◆ STATED TASK: In the listing below, starting at the line that contains "door --coords pixels" and ending with the last line of the listing, swap "instance" for "occurrence" and reproduce those lines with nothing else altered. Leave the pictures out of your answer.

◆ Entries from a dataset:
● ● ● ● ●

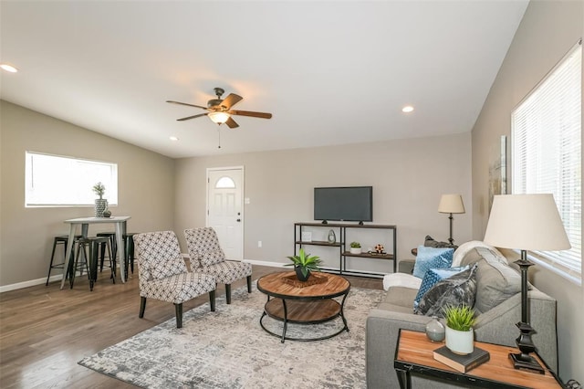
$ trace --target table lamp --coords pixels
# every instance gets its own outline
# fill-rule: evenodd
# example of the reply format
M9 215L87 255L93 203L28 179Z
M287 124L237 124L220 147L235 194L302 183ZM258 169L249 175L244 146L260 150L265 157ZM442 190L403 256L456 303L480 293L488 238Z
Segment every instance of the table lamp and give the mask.
M518 353L510 353L516 369L527 369L544 373L541 365L529 355L536 351L529 324L527 305L527 271L534 265L527 259L527 250L555 251L570 248L564 225L552 194L495 195L485 233L485 243L496 247L521 250L515 263L521 269L521 321L516 323L519 337L516 343Z
M438 205L438 212L441 214L450 214L450 237L448 241L451 245L454 239L453 238L453 214L464 214L464 205L463 204L463 196L460 194L443 194Z

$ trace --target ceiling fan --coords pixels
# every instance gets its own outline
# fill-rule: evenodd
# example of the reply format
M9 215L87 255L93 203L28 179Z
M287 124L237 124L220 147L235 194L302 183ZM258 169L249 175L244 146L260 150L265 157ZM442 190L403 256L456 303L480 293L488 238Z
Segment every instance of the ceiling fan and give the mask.
M215 91L215 95L217 95L217 99L211 99L209 101L207 101L206 107L203 107L201 105L187 104L186 102L180 102L180 101L167 100L166 102L170 102L172 104L186 105L189 107L201 108L203 110L208 110L208 112L205 112L205 113L199 113L198 115L187 116L186 118L177 119L177 121L188 121L190 119L199 118L201 116L208 116L214 122L219 125L225 123L227 124L227 126L229 126L230 129L235 129L236 127L239 127L239 124L237 124L235 121L234 121L231 115L250 116L253 118L263 118L263 119L270 119L272 117L271 113L232 110L231 107L237 104L239 101L244 100L244 98L235 93L229 93L229 95L225 99L221 99L221 96L223 96L223 94L225 91L221 88L214 88L214 91Z

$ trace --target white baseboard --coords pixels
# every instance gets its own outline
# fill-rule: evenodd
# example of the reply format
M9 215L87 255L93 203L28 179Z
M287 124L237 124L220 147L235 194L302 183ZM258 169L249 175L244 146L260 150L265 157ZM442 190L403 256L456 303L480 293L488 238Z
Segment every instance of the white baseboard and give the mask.
M244 259L244 261L249 262L252 265L269 266L272 268L284 268L284 265L285 265L283 263L268 262L264 260L254 260L254 259Z
M63 279L63 276L61 276L60 274L57 276L52 276L50 279L48 279L48 282L56 281L57 279L59 280ZM44 284L45 282L47 282L47 279L42 278L42 279L30 279L28 281L24 281L24 282L17 282L16 284L5 285L3 287L0 287L0 293L4 293L5 291L10 291L10 290L21 289L23 288L34 287L36 285Z

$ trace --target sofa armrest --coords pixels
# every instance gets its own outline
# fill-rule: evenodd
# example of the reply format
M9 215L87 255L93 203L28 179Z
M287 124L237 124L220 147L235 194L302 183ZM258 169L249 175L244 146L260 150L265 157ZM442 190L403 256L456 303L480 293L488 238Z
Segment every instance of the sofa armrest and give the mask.
M395 346L400 329L425 331L432 320L428 316L371 310L366 323L366 371L368 388L397 388L398 378L393 370Z

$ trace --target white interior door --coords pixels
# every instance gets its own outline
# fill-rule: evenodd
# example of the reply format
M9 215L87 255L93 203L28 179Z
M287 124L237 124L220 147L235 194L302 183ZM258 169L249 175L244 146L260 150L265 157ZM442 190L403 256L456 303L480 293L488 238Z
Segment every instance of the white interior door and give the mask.
M244 258L244 168L207 169L207 226L227 259Z

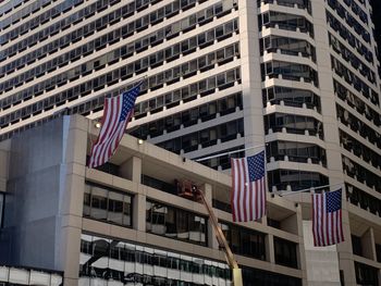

● ● ● ● ●

◆ RESULT FOR THIS TASK:
$ trace --target white interior door --coords pixels
# every occurrence gets its own outline
# fill-rule: evenodd
# example of the reply format
M9 215L87 255L93 203L28 179Z
M287 124L237 124L220 147L235 194L302 183ZM258 169L249 175L244 146L260 150L265 157ZM442 190L403 256L456 303L480 293L488 238Z
Segment every occurrence of the white interior door and give the mask.
M244 258L244 168L207 169L207 226L227 259Z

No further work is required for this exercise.